Stated task 1: Condense the paragraph of the court excerpt that begins "A very pertinent observation" into a short bulleted list that keeps its main facts.

Document segment:
A very pertinent observation in this regard in this decision has to be taken note of "51. The doctrines of comity of courts, intimate connect, orders passed by foreign courts having jurisdiction in the matter regarding custody of the minor child, citizenship of the parents and the child, etc. cannot override the consideration of the best interest and the welfare of the child and that the direction to return the child to the foreign jurisdiction must not result in any physical,mental, psychological, or other harm to the child. Taking a holistic consideration of the entire case, we are satisfied that all the criteria such as comity of courts, orders of foreign court having jurisdiction over the matter regarding custody of the children, citizenship of the spouse and the children, intimate connect, and above all, welfare and best interest of the minor children weigh in 14 ptfavour of the respondent (Sobhan Kodali) and that has been looked into by the High Court in the impugned judgment in detail. That needs no interference under Article 136 of the Constitution of India."

Stated task 2: Locate every line in the records that contains the word "distant", treating uppercase and lowercase letters as different.

Given records:
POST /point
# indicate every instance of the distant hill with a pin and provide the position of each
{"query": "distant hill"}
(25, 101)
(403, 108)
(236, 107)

Right answer 1:
- The decision contains a pertinent observation, quoted as paragraph 51.
- The child's best interest and welfare outweigh comity of courts, intimate connect, foreign custody orders, and the citizenship of the parents and child.
- An order returning the child to a foreign jurisdiction must not cause the child physical, mental, psychological, or other harm.
- Looking at the whole case, the court found that every criterion favors the respondent, Sobhan Kodali. These criteria are comity of courts, the foreign court's custody orders, the citizenship of the spouse and children, intimate connect, and above all the children's welfare and best interest.
- The High Court examined this in detail in the impugned judgment, and no interference is needed under Article 136 of the Constitution of India.

Right answer 2:
# indicate every instance of the distant hill with a pin and provide the position of each
{"query": "distant hill"}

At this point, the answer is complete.